▶ What to produce: In the diary entry dated Saturday 14 October 1995, how many staff members at the Commercial Bank of Syria took part in changing the writer's money?

▶ Text excerpt:
================

Saturday 14 October 1995

checkpoint.jpg (105685 bytes)Upon getting up we decided it was time for an illegal act, so we attempted to take some photos of the police checkpoint in the street below. Nice guard hut, young national servicemen with Kalashnikovs, a perfect photo opportunity. The only problem was the police headquarters directly opposite us. The people in the offices there could look directly into our room. So we had to try to lean far enough out of the window to get a clean shot, while still remaining behind the cover of the curtains. Not the easiest photograph I’ve ever taken, and in the end it came out all blurred. The next experience of the day was the shower. I turned it on, and was met by a torrent of red water. Fortunately this was only a short-lived state of affairs, and pretty soon I had an ample supply of hot water. safesex.jpg (124239 bytes)So did most of the bedroom - a pity the Syrians haven’t heard of shower curtains. Well, except the penguin-motif one in Palmyra. The bathroom was a tiled corner of the room with low dividing walls, and a large, uncovered doorway. Meanwhile Eric sat down on the bed just a little bit too hard, and went straight through it. So it is not only the food and the highways which are dangerous for tourists in this country.

Breakfast, and back to our favourite juice bar, where we discovered they also did toasted cheese sandwiches. After this it was time for my first encounter with a proper Syrian bank, the Commercial Bank of Syria, as I had once again run out of money. It took 5 different members of staff about 20 minutes to change my $60 of travellers’ cheques. First one girl checked my details, then I was sent to the manager for him to check my passport. After this a third lady wrote out my transaction slip. Her supervisor checked this, and sent me to a cashier. He appeared to short-change me by 25 Syrian. I protested, but he pointed out that one of the slips said there was 25 Syrian commission. The slip in English showed no evidence of this, but the other slip, entirely in Arabic, did appear to do so. "Oh yes, how silly of me," I remarked. Meanwhile Eric amused himself taking photos inside the bank (the most antiquated we’d ever seen - talk about over-staffing).

================

▶ Material:
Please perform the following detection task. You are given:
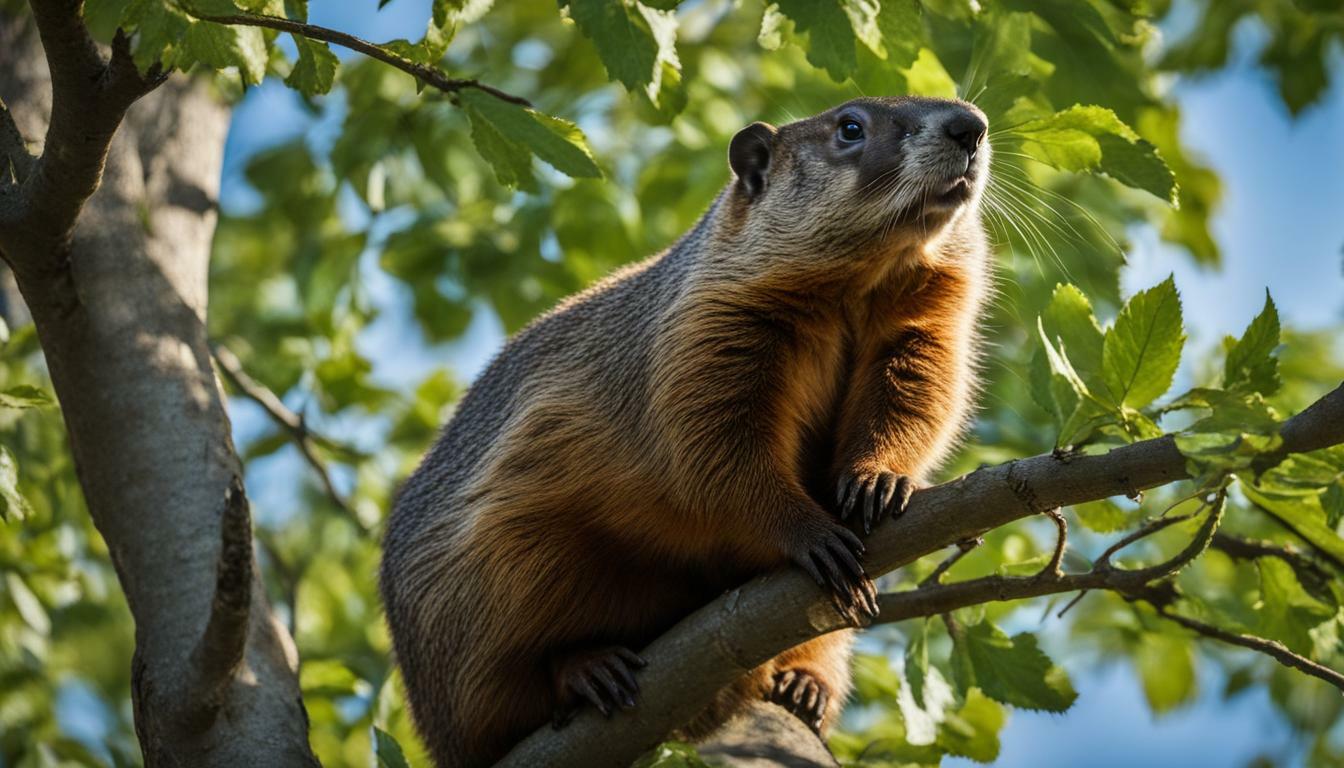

================

▶ Correct response: Five different members of staff.